▸ **WHAT THE TASK REQUIRES**
Can you output all of the entries below word for word, with the pictures left out?

▸ **MATERIAL FOR THE TASK**
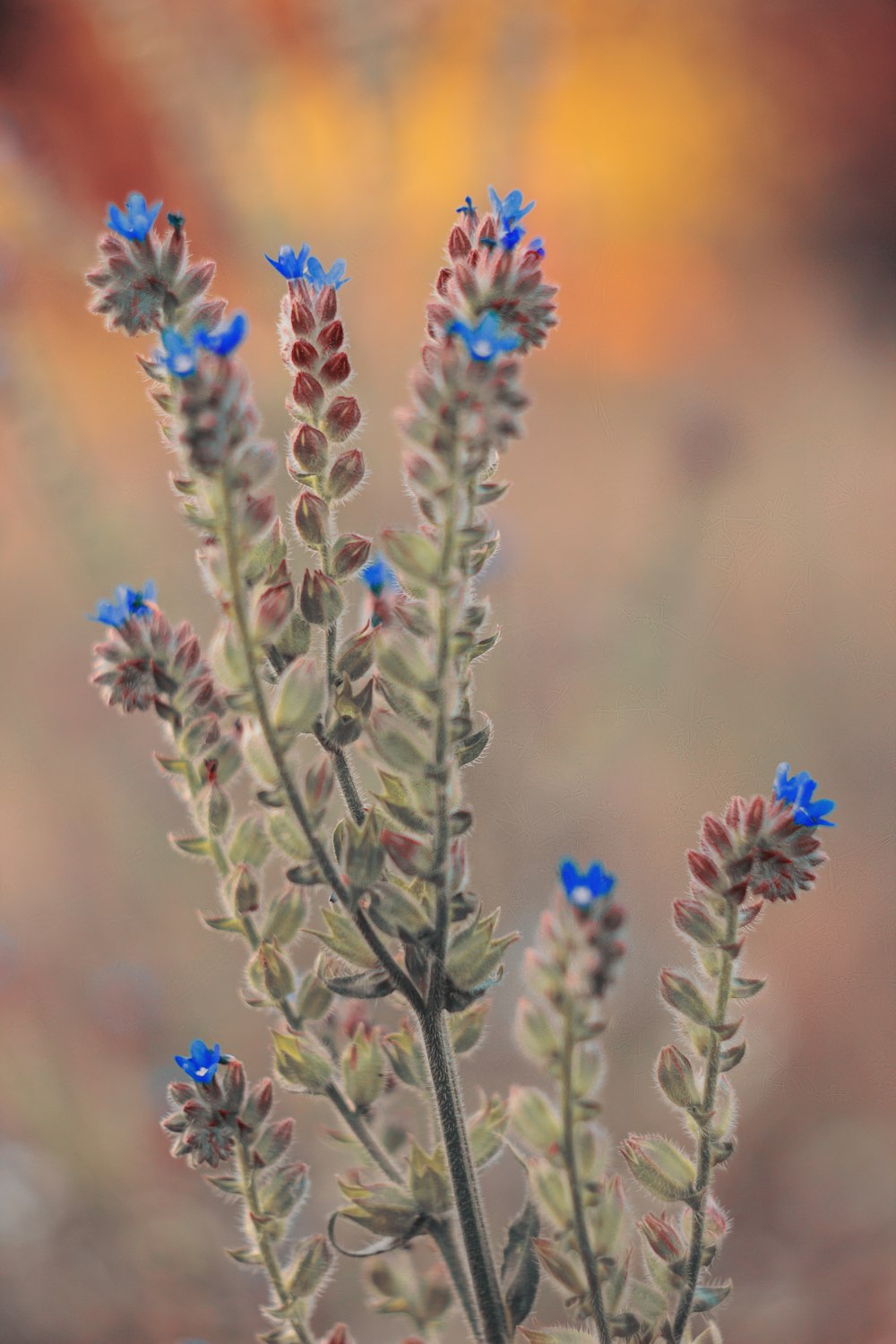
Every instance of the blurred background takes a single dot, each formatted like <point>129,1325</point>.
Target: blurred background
<point>696,578</point>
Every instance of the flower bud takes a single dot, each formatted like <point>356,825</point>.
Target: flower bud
<point>346,475</point>
<point>309,449</point>
<point>343,418</point>
<point>311,519</point>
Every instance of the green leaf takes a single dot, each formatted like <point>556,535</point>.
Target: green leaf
<point>520,1265</point>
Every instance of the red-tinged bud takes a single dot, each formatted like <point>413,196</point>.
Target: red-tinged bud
<point>458,244</point>
<point>403,851</point>
<point>311,519</point>
<point>715,836</point>
<point>306,392</point>
<point>301,319</point>
<point>343,418</point>
<point>704,871</point>
<point>349,553</point>
<point>322,599</point>
<point>271,610</point>
<point>336,368</point>
<point>331,336</point>
<point>662,1238</point>
<point>303,355</point>
<point>346,475</point>
<point>309,449</point>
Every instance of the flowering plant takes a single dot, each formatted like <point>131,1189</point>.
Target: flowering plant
<point>323,744</point>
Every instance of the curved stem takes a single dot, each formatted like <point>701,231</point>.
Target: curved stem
<point>265,1249</point>
<point>583,1241</point>
<point>704,1150</point>
<point>328,868</point>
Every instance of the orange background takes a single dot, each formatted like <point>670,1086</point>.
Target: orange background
<point>694,582</point>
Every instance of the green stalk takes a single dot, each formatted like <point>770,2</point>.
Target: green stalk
<point>265,1249</point>
<point>583,1241</point>
<point>704,1150</point>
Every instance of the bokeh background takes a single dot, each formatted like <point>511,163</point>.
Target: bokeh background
<point>696,578</point>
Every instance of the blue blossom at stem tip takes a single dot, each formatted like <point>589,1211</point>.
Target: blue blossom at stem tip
<point>136,220</point>
<point>125,604</point>
<point>584,887</point>
<point>798,792</point>
<point>202,1062</point>
<point>484,340</point>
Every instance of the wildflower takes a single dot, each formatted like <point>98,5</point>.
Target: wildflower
<point>485,339</point>
<point>125,604</point>
<point>509,210</point>
<point>202,1062</point>
<point>379,575</point>
<point>317,277</point>
<point>584,887</point>
<point>288,263</point>
<point>136,220</point>
<point>798,792</point>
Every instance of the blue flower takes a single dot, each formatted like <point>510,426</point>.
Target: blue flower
<point>485,339</point>
<point>317,277</point>
<point>584,887</point>
<point>226,338</point>
<point>378,575</point>
<point>288,263</point>
<point>136,220</point>
<point>509,210</point>
<point>202,1062</point>
<point>798,792</point>
<point>125,604</point>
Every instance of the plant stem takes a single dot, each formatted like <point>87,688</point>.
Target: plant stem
<point>398,976</point>
<point>586,1253</point>
<point>265,1249</point>
<point>704,1152</point>
<point>463,1177</point>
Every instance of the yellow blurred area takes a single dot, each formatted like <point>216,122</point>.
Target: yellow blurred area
<point>696,578</point>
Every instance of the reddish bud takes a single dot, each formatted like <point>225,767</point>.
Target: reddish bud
<point>343,418</point>
<point>306,392</point>
<point>336,368</point>
<point>309,449</point>
<point>346,475</point>
<point>311,519</point>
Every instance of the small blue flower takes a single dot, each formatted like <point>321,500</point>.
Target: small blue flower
<point>509,210</point>
<point>378,575</point>
<point>485,339</point>
<point>317,277</point>
<point>584,887</point>
<point>288,263</point>
<point>202,1062</point>
<point>125,604</point>
<point>798,792</point>
<point>226,338</point>
<point>136,220</point>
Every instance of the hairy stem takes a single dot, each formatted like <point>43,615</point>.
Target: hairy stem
<point>328,868</point>
<point>583,1241</point>
<point>704,1148</point>
<point>465,1185</point>
<point>265,1249</point>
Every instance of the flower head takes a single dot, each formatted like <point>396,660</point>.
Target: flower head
<point>484,340</point>
<point>125,604</point>
<point>317,277</point>
<point>202,1062</point>
<point>136,220</point>
<point>798,792</point>
<point>290,265</point>
<point>584,887</point>
<point>509,209</point>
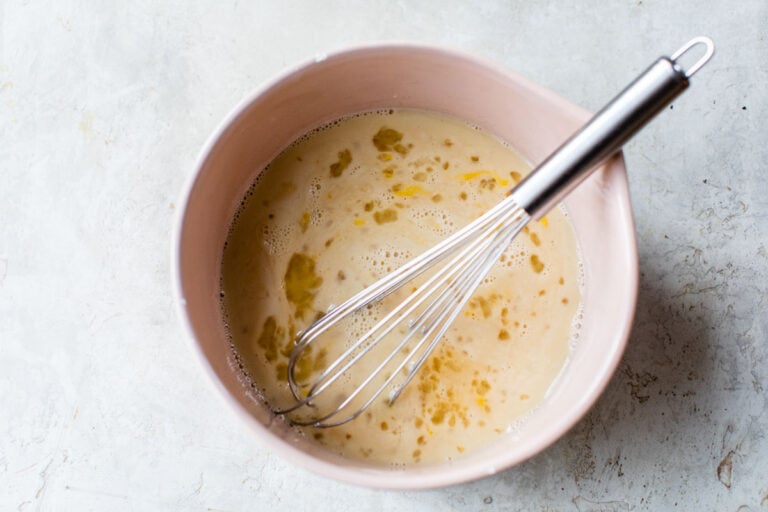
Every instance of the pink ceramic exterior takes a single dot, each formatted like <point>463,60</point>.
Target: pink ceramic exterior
<point>530,118</point>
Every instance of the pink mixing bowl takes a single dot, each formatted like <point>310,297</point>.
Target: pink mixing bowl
<point>533,120</point>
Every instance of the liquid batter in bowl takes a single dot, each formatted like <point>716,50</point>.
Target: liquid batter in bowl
<point>350,202</point>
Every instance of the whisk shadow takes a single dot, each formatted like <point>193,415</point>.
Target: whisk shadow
<point>645,413</point>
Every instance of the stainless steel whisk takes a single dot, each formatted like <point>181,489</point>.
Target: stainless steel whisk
<point>402,340</point>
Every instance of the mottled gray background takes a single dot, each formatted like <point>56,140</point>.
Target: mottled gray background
<point>103,108</point>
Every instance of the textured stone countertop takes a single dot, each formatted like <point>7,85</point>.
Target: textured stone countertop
<point>103,109</point>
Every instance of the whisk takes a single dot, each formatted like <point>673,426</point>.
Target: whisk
<point>385,359</point>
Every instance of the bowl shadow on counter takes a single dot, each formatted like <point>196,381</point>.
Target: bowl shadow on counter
<point>646,413</point>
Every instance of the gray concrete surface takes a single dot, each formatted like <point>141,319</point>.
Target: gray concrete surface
<point>103,108</point>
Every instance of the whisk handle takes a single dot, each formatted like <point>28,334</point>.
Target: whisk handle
<point>607,131</point>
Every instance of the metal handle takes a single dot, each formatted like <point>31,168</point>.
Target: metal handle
<point>607,131</point>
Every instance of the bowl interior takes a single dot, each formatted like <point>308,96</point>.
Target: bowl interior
<point>531,119</point>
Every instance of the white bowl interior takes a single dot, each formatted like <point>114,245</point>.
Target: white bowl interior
<point>531,119</point>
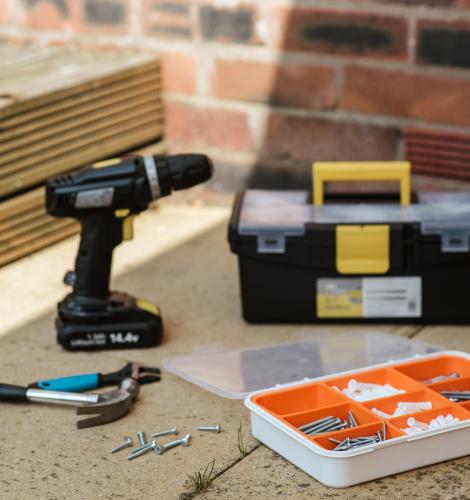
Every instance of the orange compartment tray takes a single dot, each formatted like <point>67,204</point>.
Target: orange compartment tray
<point>301,404</point>
<point>277,414</point>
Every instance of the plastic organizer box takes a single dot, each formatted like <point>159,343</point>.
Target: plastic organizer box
<point>277,414</point>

▸ **FINAL RESULT**
Every instance of the blurred background takes a single dot, each formatted like <point>129,1325</point>.
Target: blurred background
<point>696,578</point>
Every instance of the flower bud takes a single dot, each formatted like <point>356,825</point>.
Target: flower bud
<point>346,475</point>
<point>309,449</point>
<point>343,418</point>
<point>311,519</point>
Every instance of the green leaf takes a single dot, each formatted like <point>556,535</point>.
Target: green leaf
<point>520,1265</point>
Every instance of the red-tinged bud takes a single dot, each formatted like <point>413,196</point>.
Target: red-tinged bud
<point>458,244</point>
<point>403,851</point>
<point>311,519</point>
<point>715,836</point>
<point>306,392</point>
<point>301,319</point>
<point>343,418</point>
<point>704,871</point>
<point>349,553</point>
<point>322,599</point>
<point>271,610</point>
<point>336,368</point>
<point>331,336</point>
<point>662,1238</point>
<point>303,355</point>
<point>346,475</point>
<point>309,449</point>
Every instance of the flowering plant takes a single dot, each formatted like <point>131,1189</point>.
Target: flowering plant
<point>323,744</point>
Every instance of the curved stem takes a single dot, each formatted like <point>701,231</point>.
Target: curved stem
<point>265,1249</point>
<point>583,1241</point>
<point>704,1150</point>
<point>328,868</point>
Every instance of the orange background takes a single dot, each formatted like <point>670,1086</point>.
Target: orange background
<point>694,582</point>
Every instance of the green stalk takes a single dot, each formatted like <point>770,2</point>.
Target: green stalk
<point>265,1249</point>
<point>583,1241</point>
<point>704,1150</point>
Every instance of the bokeh background takes a single dot, each formatted like <point>511,163</point>.
Target: bokeh background
<point>696,578</point>
Every instance of the blue blossom at stem tip takes a single dot, each formatted like <point>589,1211</point>.
Target: blue blossom at stem tip
<point>136,220</point>
<point>125,604</point>
<point>584,887</point>
<point>798,792</point>
<point>202,1062</point>
<point>484,340</point>
Every instance of the wildflower takes a single dot, each formatted like <point>98,5</point>.
Target: wildflower
<point>485,339</point>
<point>125,604</point>
<point>509,210</point>
<point>202,1062</point>
<point>379,575</point>
<point>317,277</point>
<point>584,887</point>
<point>288,263</point>
<point>136,220</point>
<point>798,792</point>
Every instance of the blue flower takes a single dot, each formatted like <point>510,426</point>.
Target: blue flower
<point>485,339</point>
<point>317,277</point>
<point>584,887</point>
<point>226,338</point>
<point>378,575</point>
<point>288,263</point>
<point>136,220</point>
<point>509,210</point>
<point>202,1062</point>
<point>798,792</point>
<point>125,604</point>
Every instance of the plant stem takes a single dot, each formatted like <point>87,688</point>.
Target: plant stem
<point>398,976</point>
<point>586,1253</point>
<point>265,1249</point>
<point>704,1152</point>
<point>463,1177</point>
Every instance of the yellow blurred area takes a single dot, each formatted like <point>216,122</point>.
Target: yellow blurred area
<point>696,578</point>
Every instance of the reddish bud takes a single dot, each formatted like <point>225,767</point>.
Target: reddish bud
<point>343,418</point>
<point>306,392</point>
<point>336,368</point>
<point>309,449</point>
<point>346,475</point>
<point>311,519</point>
Every instance of the small blue flower takes a single dot, each formatted like <point>321,500</point>.
Target: small blue flower
<point>509,210</point>
<point>378,575</point>
<point>485,339</point>
<point>317,277</point>
<point>584,887</point>
<point>288,263</point>
<point>202,1062</point>
<point>125,604</point>
<point>798,792</point>
<point>226,338</point>
<point>136,220</point>
Every instance of the hairy stem takes a single dot, each formatted like <point>43,615</point>.
Target: hairy stem
<point>328,868</point>
<point>583,1241</point>
<point>704,1148</point>
<point>465,1185</point>
<point>265,1249</point>
Every instance of the flower head takes a single dot, each formatted like <point>396,660</point>.
Target: flower head
<point>484,340</point>
<point>125,604</point>
<point>317,277</point>
<point>202,1062</point>
<point>136,220</point>
<point>798,792</point>
<point>290,265</point>
<point>584,887</point>
<point>509,209</point>
Every instance of the pink ceramic exterior takes a single dot, each formatted like <point>463,60</point>.
Target: pink ceramic exterior
<point>530,118</point>
Every instance of the pink mixing bowl takes a single dot, each formatted like <point>310,297</point>.
Target: pink mixing bowl
<point>533,120</point>
Every instance of the liquid batter in bowl takes a single dot, each formatted like <point>716,50</point>.
Target: liquid batter in bowl
<point>350,202</point>
Every instance of the whisk shadow takes a single dot, each formatted like <point>193,415</point>.
Target: whisk shadow
<point>645,413</point>
Every instance of the stainless steel whisk takes a single dot, each formatted like <point>181,489</point>.
Target: stainless steel whisk
<point>402,340</point>
Every instance of the mottled gray background takes a single dot, each formatted like <point>56,140</point>.
Target: mottled gray background
<point>103,108</point>
Every instance of the textured stone countertop takes a single dot, each formatted like <point>7,85</point>.
Target: textured stone countertop
<point>103,109</point>
Every instance of the whisk takes a single dot, each formatted like <point>673,426</point>.
Target: whisk
<point>385,359</point>
Every instance of the bowl shadow on counter takes a single dot, each formatted like <point>196,381</point>.
Target: bowl shadow on counter
<point>646,413</point>
Every instance of the gray concrete surface takes a single dot, each formatted like <point>141,319</point>.
Target: gray concrete surface
<point>103,108</point>
Every instance of the whisk handle takes a single dot, each formatted like <point>28,334</point>.
Target: whisk handle
<point>607,131</point>
Every instance of the metal handle takes a single dot, each formatted like <point>31,168</point>.
Target: metal handle
<point>607,131</point>
Every instance of the bowl interior takes a single dot, each formatted like <point>308,96</point>.
Target: bowl interior
<point>531,119</point>
Every instance of the white bowl interior takes a single dot, each formatted like <point>114,245</point>.
Target: white bowl interior
<point>531,119</point>
Every instance of the orange compartment tray takes a single dot, each formatted like <point>67,204</point>.
Target: orange compartment tray
<point>301,404</point>
<point>277,414</point>
Every instance of the plastic organizer box takes a single dot, each formatted like <point>159,343</point>.
Target: plastic organizer box
<point>277,414</point>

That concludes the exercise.